Eric N. Mack’s paintings and sculptures assemble sundry found materials with traditional media to establish a complex dialogue between material and subject that questions existing definitions of form, function, and style. Following solo exhibitions at Albright-Knox in 2017 and Simon Lee Gallery in 2018, Mack was invited to transform the Brooklyn Museum
’s Great Hall with a site-specific installation of his textile
-based works. The result, Eric N. Mack: Lemme walk across the room
, invites a discussion on the fundamental components of aesthetic vision and the mercurial relationship between visual culture and everyday life. Positioned at the intersection of art, fashion, and architecture, Mack’s work reveals an array of unexpected connections and contradictions. A discussion with the artist on the installation and his practice provides a glimpse of his creative processes and wide-ranging interests.
The Architect’s Newspaper: Were you responding to specific elements of the classical architecture of the Great Hall?
Eric N. Mack:
Yes. The space has no corners. So, I felt like I wanted to build a painting structure that would embrace this architecture, that would be contingent on the architecture, and would change the way that people engage in the space and see the space from a given vantage point. But I chose the fabric because it was slightly transparent, so it wasn't about opaqueness, or an immediate opaque gesture, but rather a gesture that deals with transparency in the space. So I was thinking about an overlay or patterns that could flatten out as a decorative point, but through their depth create some markers of distance and closeness.
AN: In a lot of your past interviews and articles on your work, the authors always talk about how you grew up in Washington, D.C., and went to the National Gallery all the time because your parents worked there, and I thought it was really fascinating that your dad built vitrines and was an interior designer for the exhibitions there. Did that have any impact on your process for creating this work?
I mean I think there's a lot about…generous museum experiences. And how those moments really resonated with me, not necessarily just at the Brooklyn Museum but any museum experience. I'm just thinking about an exalted moment of viewing artwork. Some of the most dynamic experiences had to do with really feeling the length of the room and really understanding the impact of my body in the space as a viewer. Almost like a dream—like a way of seeing an artwork that is almost in between installation [and painting] or something like that. So you end up really focusing on this moment of engaging points of measurement or exchange between you and the artwork.

• • •

_CHALLENGES_.
A) Please retype the Eric N. Mack interview between "The Architect’s Newspaper: Were" and "distance and closeness.", inclusive.
B) Extend the Eric N. Mack interview onward from its final sentence.
The data after this text comes from a separate source.

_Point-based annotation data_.
• • •

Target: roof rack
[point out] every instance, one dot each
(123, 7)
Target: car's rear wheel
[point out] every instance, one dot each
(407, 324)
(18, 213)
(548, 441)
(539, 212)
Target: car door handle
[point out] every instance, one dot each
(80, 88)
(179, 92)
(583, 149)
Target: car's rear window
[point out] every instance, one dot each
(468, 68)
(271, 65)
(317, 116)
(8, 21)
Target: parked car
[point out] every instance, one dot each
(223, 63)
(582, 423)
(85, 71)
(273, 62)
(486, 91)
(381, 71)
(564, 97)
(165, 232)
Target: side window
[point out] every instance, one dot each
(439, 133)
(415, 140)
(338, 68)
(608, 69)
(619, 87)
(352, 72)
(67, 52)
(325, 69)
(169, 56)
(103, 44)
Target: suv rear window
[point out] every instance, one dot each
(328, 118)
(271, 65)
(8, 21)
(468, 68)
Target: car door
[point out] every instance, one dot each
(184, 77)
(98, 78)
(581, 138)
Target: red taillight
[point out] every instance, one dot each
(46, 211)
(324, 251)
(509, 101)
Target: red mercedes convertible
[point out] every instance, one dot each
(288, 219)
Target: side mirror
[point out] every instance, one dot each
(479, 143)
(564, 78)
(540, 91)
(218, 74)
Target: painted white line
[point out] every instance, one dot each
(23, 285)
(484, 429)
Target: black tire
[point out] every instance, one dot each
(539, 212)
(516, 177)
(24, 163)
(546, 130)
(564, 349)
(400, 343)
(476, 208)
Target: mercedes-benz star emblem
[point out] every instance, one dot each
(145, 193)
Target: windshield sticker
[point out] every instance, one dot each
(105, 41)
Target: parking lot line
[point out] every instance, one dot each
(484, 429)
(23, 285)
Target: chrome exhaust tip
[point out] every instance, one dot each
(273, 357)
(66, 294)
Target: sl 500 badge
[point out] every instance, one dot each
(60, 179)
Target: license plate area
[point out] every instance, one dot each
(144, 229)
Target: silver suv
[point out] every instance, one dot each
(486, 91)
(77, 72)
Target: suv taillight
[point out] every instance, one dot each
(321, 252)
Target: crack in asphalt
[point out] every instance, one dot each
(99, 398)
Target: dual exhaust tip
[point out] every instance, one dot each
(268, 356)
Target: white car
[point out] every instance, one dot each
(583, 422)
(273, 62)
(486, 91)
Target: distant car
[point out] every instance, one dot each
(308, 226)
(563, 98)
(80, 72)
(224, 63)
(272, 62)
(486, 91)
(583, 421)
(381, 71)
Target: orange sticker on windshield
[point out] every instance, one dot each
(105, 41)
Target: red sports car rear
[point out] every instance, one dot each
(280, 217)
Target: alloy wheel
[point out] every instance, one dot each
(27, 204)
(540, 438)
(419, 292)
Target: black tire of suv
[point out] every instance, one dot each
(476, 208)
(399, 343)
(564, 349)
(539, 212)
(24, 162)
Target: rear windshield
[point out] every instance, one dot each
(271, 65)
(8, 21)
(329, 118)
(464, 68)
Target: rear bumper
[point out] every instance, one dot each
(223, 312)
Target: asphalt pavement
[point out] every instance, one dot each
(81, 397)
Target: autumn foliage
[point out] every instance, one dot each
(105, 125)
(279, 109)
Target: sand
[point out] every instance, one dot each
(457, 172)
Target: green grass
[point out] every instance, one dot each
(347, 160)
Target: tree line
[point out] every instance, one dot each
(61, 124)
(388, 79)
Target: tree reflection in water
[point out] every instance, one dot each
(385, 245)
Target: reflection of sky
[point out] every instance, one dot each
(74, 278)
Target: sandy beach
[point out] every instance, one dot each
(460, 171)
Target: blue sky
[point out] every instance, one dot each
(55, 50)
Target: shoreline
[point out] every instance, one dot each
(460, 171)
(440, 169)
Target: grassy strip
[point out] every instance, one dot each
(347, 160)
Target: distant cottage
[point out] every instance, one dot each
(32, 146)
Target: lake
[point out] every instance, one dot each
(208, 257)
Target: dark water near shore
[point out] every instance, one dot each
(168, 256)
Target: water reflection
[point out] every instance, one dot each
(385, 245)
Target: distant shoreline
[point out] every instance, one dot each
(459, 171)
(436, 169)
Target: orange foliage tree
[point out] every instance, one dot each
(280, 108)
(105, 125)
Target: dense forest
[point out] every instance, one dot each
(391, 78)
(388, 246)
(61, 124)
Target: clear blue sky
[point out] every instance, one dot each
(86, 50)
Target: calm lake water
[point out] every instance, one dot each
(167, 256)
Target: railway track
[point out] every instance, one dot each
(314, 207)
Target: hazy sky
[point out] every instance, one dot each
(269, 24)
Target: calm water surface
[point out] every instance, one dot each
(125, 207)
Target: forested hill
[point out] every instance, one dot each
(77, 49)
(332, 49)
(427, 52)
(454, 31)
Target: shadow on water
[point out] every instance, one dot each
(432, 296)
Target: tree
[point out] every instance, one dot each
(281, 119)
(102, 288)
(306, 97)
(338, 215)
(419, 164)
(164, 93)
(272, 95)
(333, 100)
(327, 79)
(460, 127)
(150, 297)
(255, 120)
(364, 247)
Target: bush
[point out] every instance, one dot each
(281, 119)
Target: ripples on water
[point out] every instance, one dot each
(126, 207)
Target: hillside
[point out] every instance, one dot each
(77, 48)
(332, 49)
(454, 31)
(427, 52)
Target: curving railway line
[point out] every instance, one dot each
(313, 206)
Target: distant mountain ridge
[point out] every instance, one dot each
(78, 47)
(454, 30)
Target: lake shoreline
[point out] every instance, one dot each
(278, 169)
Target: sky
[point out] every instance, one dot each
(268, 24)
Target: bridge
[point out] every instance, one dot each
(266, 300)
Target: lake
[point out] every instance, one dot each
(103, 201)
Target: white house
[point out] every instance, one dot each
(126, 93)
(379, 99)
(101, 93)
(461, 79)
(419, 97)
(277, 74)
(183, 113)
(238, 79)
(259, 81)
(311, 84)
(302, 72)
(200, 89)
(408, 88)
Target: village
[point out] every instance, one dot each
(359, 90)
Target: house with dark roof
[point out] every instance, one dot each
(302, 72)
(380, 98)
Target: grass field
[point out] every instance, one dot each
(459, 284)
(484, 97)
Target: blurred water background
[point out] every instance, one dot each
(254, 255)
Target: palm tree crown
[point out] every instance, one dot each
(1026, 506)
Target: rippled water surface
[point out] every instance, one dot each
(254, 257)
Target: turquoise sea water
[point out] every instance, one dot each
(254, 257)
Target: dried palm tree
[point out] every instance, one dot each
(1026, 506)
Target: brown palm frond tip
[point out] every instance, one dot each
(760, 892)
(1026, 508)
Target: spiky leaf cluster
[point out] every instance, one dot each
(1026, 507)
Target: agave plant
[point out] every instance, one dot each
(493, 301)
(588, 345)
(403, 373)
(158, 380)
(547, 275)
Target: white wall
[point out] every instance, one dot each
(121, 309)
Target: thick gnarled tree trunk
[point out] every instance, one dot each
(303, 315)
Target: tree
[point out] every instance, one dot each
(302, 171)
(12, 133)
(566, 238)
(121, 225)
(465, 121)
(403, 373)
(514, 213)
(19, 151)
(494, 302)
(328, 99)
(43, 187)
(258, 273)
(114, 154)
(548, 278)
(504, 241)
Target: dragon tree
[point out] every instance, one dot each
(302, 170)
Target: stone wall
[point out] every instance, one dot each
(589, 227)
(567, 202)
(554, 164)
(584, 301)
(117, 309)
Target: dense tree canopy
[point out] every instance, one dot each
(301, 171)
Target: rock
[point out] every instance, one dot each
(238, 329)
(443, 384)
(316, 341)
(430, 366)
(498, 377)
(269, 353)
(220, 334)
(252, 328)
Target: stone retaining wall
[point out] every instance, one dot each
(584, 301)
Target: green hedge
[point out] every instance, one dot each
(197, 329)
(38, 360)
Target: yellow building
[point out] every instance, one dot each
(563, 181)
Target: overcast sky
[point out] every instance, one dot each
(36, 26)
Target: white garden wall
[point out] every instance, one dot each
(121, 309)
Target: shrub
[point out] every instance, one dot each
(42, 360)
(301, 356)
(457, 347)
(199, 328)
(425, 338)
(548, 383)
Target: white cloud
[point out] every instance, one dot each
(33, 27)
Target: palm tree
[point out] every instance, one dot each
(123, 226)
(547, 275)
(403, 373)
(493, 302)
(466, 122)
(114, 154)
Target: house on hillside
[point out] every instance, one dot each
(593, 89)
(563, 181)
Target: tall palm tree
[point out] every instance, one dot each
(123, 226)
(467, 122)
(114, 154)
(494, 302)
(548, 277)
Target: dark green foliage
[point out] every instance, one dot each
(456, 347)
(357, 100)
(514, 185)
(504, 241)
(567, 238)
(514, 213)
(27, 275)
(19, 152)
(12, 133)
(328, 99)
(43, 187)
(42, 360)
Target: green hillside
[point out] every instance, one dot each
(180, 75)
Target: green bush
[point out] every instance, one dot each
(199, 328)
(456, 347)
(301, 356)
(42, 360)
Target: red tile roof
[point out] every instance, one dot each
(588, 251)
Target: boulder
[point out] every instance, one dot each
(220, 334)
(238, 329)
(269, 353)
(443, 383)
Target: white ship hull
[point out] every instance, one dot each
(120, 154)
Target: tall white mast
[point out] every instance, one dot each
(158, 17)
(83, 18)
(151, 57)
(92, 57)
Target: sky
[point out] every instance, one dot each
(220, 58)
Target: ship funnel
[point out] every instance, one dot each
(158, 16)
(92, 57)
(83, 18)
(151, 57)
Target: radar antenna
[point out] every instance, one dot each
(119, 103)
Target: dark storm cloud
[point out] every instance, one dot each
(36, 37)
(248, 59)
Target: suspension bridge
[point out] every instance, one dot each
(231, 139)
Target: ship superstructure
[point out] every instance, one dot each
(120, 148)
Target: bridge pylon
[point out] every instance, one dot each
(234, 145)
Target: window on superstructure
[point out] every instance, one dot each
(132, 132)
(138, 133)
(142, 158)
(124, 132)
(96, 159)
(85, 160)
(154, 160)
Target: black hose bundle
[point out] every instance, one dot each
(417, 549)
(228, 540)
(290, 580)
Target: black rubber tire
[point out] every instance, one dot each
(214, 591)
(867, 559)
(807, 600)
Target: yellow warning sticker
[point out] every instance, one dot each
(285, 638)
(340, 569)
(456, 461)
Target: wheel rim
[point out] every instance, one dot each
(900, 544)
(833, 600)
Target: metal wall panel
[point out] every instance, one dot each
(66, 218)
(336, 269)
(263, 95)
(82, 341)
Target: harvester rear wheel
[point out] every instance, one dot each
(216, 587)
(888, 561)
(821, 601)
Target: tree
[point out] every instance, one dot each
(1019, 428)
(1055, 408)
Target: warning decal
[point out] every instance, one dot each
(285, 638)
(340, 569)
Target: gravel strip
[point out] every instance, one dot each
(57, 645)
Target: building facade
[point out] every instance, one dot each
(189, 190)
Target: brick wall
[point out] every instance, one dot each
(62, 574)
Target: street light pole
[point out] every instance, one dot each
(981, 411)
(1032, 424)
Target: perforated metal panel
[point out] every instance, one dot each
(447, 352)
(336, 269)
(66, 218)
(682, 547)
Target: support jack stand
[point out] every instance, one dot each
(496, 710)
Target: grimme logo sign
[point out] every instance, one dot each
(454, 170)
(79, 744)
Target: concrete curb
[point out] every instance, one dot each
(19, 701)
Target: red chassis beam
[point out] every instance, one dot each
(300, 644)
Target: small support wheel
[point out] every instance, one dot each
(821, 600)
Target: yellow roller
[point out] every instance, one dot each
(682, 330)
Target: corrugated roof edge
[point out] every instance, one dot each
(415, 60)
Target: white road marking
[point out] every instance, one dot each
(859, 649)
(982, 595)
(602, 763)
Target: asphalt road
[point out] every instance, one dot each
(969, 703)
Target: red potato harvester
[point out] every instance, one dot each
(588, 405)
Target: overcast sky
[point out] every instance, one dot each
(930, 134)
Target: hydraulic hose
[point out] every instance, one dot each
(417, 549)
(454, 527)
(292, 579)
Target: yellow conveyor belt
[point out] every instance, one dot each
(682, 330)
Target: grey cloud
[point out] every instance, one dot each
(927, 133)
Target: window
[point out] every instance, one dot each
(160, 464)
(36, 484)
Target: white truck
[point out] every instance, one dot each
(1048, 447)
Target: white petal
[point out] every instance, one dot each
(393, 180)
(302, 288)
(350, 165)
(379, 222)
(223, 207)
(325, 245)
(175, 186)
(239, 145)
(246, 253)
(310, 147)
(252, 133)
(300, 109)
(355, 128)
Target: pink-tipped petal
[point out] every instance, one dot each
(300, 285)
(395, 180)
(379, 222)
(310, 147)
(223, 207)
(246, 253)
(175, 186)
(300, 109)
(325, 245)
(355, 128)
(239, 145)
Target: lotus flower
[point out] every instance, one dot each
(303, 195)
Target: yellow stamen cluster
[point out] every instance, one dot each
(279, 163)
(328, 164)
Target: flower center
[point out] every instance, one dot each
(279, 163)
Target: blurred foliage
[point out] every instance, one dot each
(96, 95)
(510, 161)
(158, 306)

• • •

_OUTPUTS_.
A)
The Architect’s Newspaper: Were you responding to specific elements of the classical architecture of the Great Hall?
Eric N. Mack:
Yes. The space has no corners. So, I felt like I wanted to build a painting structure that would embrace this architecture, that would be contingent on the architecture, and would change the way that people engage in the space and see the space from a given vantage point. But I chose the fabric because it was slightly transparent, so it wasn't about opaqueness, or an immediate opaque gesture, but rather a gesture that deals with transparency in the space. So I was thinking about an overlay or patterns that could flatten out as a decorative point, but through their depth create some markers of distance and closeness.

B)
AN: Yeah, that sort of leads to my next question, which is about the title; obviously it's an imperative for you to follow along the boundaries of the white, horizontal paintings, but it also sounds like a larger, more conceptual grounding for the entire installation, and maybe a specific aspect of your practice, in a way. Would you say that's a correct reading or is there another reason you felt that title was the most appropriate?
When I choose a title there are probably at least four different ways that point me to that place again and again. First, I wanted there to be almost a performance prompt for the viewer. But it also has this personalized position in which people have to determine whether it's about me or it's about them. And maybe it's about both of us. [It’s also about] questioning frameworks, breaking down frameworks and creating new ones that are maybe less familiar. But I also love that [the title] almost alludes to a runway show, at the base of it. The fact that there will be a personal impetus for a runway show or catwalk show. And that's something that I'm still unpacking.
AN: You also have a very strong collagistic impulse. Why do you find it necessary or how would you describe it?
I think this show deals in collage in many ways…I think garments are naturally related—or congruent—to collage. The intention around stitching or the suture ends up being a possibility for a felt, dynamic place of legibility. It ends up being a space that is specifically about the reconstruction of form, and maybe a critical deconstruction
in a way, for the moment of reconstruction. So, there are several different points that I think speak to a linked or connected language. A lot of times I feel like the properties of a work have to be turned inside out to understand what they are presently, and what they were. So, I think to be able to show that I think is a really generous end or offering to the viewer.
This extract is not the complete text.